RECORDS PROVIDED section start
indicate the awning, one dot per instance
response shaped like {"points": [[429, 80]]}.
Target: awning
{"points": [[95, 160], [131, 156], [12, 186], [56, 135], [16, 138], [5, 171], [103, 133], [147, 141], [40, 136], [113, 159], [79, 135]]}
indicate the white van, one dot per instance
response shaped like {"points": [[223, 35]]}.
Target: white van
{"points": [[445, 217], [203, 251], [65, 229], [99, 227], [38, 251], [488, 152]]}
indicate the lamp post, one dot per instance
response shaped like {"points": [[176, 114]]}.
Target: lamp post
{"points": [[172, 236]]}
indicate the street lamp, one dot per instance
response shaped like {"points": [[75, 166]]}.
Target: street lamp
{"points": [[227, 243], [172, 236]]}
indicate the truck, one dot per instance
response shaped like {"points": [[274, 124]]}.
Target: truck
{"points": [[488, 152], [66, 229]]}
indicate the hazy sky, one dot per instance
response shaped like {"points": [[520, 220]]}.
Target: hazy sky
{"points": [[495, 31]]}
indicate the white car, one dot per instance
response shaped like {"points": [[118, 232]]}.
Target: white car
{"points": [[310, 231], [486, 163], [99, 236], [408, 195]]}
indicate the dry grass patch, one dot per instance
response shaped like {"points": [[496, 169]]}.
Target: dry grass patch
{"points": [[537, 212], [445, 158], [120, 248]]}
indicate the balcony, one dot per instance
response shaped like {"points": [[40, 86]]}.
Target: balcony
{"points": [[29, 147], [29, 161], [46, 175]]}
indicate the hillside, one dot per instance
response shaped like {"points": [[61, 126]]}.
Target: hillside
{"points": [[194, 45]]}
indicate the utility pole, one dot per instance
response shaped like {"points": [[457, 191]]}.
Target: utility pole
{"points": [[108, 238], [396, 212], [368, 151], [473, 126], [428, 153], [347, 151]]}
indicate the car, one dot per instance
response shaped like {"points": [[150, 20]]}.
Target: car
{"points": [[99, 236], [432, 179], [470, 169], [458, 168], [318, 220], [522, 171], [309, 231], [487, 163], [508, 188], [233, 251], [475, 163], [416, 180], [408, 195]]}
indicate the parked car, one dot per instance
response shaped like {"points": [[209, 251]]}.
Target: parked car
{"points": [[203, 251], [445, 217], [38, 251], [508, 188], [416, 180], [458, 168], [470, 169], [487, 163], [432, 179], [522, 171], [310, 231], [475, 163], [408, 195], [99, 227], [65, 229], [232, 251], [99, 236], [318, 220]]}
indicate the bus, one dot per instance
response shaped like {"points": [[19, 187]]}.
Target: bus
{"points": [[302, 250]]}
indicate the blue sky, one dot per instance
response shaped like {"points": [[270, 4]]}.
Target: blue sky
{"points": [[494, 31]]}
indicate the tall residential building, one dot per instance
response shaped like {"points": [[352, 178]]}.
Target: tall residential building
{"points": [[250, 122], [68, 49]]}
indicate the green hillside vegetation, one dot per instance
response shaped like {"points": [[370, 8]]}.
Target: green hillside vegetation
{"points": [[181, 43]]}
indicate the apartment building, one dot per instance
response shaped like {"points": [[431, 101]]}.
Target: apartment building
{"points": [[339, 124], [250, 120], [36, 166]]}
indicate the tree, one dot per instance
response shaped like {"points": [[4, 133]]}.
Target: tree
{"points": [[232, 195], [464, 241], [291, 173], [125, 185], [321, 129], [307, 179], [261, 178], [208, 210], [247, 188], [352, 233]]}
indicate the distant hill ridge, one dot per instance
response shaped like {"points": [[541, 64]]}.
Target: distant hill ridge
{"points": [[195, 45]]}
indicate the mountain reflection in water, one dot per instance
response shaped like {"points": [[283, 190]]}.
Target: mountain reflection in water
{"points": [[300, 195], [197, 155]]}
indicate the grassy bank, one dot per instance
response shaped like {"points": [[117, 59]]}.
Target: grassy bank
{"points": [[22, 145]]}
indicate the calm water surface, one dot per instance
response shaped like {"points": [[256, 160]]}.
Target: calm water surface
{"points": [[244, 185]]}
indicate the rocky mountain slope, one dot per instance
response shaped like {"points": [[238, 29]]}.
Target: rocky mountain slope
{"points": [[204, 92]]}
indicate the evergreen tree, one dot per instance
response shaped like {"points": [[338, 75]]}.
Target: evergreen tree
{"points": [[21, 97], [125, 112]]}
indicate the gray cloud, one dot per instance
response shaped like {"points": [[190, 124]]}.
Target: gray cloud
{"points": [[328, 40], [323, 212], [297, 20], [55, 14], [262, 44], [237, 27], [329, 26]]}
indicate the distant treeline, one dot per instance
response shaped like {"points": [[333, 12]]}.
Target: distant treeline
RECORDS PROVIDED section end
#### REQUIREMENT:
If a line of the material contains the word "treeline", count it; please reply with the total and nothing more.

#### ANSWER SPACE:
2